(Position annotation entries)
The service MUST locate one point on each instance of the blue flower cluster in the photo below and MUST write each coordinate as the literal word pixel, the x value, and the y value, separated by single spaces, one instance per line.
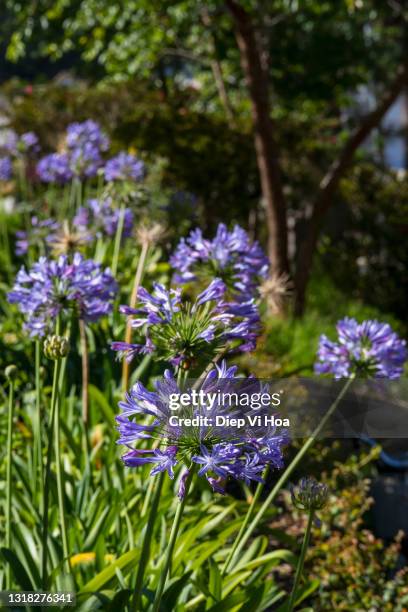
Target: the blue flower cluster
pixel 370 348
pixel 53 288
pixel 124 167
pixel 6 169
pixel 184 332
pixel 230 255
pixel 99 217
pixel 85 142
pixel 219 452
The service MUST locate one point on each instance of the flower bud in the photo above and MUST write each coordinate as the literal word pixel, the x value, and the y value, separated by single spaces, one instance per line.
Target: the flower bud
pixel 310 494
pixel 11 372
pixel 56 347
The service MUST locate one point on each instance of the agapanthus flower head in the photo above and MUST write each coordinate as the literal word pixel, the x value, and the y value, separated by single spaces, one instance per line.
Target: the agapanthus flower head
pixel 369 348
pixel 218 451
pixel 55 168
pixel 53 288
pixel 6 169
pixel 41 233
pixel 309 494
pixel 124 167
pixel 26 144
pixel 185 332
pixel 230 255
pixel 89 132
pixel 100 217
pixel 56 347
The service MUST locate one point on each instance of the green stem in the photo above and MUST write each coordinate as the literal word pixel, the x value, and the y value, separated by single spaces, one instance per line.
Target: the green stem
pixel 301 562
pixel 54 396
pixel 243 537
pixel 145 552
pixel 37 428
pixel 133 298
pixel 118 240
pixel 60 486
pixel 173 537
pixel 247 518
pixel 8 476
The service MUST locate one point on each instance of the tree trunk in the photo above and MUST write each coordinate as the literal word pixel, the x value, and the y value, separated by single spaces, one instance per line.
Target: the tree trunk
pixel 330 183
pixel 265 145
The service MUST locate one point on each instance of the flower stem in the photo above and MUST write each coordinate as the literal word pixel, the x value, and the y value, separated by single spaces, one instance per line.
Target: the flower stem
pixel 145 552
pixel 301 562
pixel 37 427
pixel 118 240
pixel 60 484
pixel 247 518
pixel 172 541
pixel 8 476
pixel 243 536
pixel 85 394
pixel 133 298
pixel 54 396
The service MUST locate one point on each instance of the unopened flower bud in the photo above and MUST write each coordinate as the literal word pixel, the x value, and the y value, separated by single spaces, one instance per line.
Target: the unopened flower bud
pixel 11 372
pixel 56 347
pixel 310 494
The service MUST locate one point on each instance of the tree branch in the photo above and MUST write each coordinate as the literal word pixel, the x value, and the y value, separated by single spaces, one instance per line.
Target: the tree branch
pixel 267 151
pixel 331 180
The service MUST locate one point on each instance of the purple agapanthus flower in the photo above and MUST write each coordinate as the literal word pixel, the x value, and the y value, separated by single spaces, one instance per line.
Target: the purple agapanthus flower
pixel 124 167
pixel 27 144
pixel 55 168
pixel 185 333
pixel 231 256
pixel 101 218
pixel 40 232
pixel 57 287
pixel 85 161
pixel 219 451
pixel 87 132
pixel 370 348
pixel 6 169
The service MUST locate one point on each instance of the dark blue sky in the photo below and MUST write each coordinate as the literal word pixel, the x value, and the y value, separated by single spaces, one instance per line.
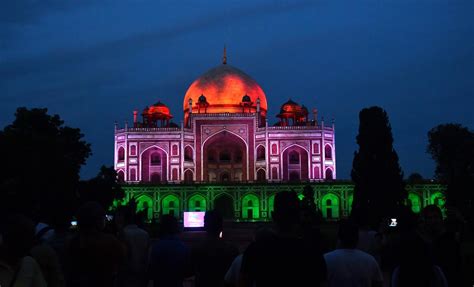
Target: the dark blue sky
pixel 94 62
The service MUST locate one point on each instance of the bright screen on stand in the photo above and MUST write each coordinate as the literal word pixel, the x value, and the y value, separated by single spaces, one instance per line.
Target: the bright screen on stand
pixel 194 219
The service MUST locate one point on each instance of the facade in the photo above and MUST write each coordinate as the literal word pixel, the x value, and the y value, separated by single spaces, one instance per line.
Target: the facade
pixel 225 137
pixel 254 201
pixel 224 154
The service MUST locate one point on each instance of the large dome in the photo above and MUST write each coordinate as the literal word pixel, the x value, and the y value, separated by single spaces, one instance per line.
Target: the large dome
pixel 224 88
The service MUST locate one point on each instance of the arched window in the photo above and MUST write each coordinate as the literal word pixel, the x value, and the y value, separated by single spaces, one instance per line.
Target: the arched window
pixel 294 175
pixel 133 150
pixel 224 156
pixel 225 176
pixel 329 175
pixel 328 152
pixel 316 148
pixel 211 157
pixel 294 157
pixel 133 174
pixel 121 154
pixel 188 153
pixel 155 177
pixel 197 203
pixel 120 176
pixel 238 156
pixel 188 176
pixel 250 207
pixel 274 149
pixel 155 158
pixel 316 173
pixel 274 173
pixel 261 153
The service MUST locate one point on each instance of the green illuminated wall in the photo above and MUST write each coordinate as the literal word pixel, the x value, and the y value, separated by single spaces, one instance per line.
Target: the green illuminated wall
pixel 254 202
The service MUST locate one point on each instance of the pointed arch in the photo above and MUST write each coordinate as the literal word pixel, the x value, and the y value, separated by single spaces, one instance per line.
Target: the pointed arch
pixel 145 206
pixel 170 205
pixel 330 206
pixel 188 153
pixel 224 203
pixel 250 207
pixel 154 164
pixel 414 202
pixel 329 174
pixel 260 153
pixel 197 202
pixel 328 151
pixel 297 171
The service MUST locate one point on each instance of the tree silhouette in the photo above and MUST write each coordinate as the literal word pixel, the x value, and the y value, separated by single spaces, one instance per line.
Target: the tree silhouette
pixel 379 188
pixel 452 148
pixel 41 163
pixel 103 188
pixel 415 178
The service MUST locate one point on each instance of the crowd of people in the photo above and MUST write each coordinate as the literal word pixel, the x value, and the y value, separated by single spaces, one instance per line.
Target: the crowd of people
pixel 417 251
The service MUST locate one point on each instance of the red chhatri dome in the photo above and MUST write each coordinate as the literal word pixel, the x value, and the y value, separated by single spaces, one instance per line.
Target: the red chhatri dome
pixel 157 112
pixel 224 86
pixel 290 107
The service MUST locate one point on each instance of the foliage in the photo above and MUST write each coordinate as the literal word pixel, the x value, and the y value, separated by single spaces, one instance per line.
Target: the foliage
pixel 379 189
pixel 415 178
pixel 452 148
pixel 103 188
pixel 42 160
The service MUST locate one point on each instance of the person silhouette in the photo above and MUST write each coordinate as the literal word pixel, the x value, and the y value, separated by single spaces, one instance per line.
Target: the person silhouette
pixel 213 256
pixel 284 259
pixel 349 266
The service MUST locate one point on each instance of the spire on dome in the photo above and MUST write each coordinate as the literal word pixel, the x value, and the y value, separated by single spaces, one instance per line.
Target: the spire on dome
pixel 224 57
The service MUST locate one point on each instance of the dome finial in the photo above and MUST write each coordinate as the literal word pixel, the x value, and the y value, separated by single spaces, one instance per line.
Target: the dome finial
pixel 224 56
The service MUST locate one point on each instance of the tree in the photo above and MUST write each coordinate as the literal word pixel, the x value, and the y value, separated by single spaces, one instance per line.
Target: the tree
pixel 415 178
pixel 308 198
pixel 452 148
pixel 379 189
pixel 41 163
pixel 104 188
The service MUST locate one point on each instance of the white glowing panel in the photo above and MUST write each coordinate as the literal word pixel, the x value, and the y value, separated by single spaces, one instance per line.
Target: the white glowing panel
pixel 194 219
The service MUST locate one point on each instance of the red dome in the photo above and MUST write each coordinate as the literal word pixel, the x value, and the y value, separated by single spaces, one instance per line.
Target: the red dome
pixel 158 111
pixel 224 87
pixel 290 107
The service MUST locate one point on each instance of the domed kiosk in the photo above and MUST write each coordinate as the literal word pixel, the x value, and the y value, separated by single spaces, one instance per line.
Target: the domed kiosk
pixel 226 155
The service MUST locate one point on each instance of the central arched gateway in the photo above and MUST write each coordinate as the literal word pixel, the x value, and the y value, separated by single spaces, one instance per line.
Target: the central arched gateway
pixel 225 158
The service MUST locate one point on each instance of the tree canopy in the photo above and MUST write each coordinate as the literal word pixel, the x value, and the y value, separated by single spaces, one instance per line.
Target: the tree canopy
pixel 42 160
pixel 379 188
pixel 452 148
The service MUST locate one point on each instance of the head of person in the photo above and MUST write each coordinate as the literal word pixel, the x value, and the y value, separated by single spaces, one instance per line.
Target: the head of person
pixel 286 210
pixel 264 233
pixel 213 223
pixel 18 236
pixel 91 217
pixel 168 225
pixel 128 215
pixel 348 234
pixel 432 219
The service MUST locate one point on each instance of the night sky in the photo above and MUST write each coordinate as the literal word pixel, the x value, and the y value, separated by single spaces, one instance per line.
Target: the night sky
pixel 94 62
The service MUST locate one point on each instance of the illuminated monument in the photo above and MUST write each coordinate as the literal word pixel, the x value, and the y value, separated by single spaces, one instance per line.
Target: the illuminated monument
pixel 225 155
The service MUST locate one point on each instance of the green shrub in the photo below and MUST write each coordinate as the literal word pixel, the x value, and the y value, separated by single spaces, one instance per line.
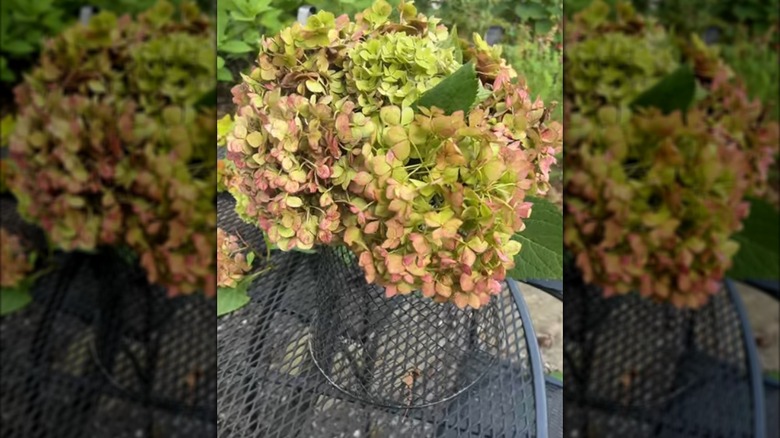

== Task objective ==
Reproduce verbatim the lines of the entries above, beginning with the line containing "of the person" and ending after the line containing "pixel 349 266".

== Solution for this problem ==
The service MUST locate one point on each instance of the person silhouette in the photo above and MUST write each coordinate as the literal word pixel, the x value, and the y value, separated by single spaces, one instance per line.
Target: the person silhouette
pixel 213 256
pixel 284 259
pixel 349 266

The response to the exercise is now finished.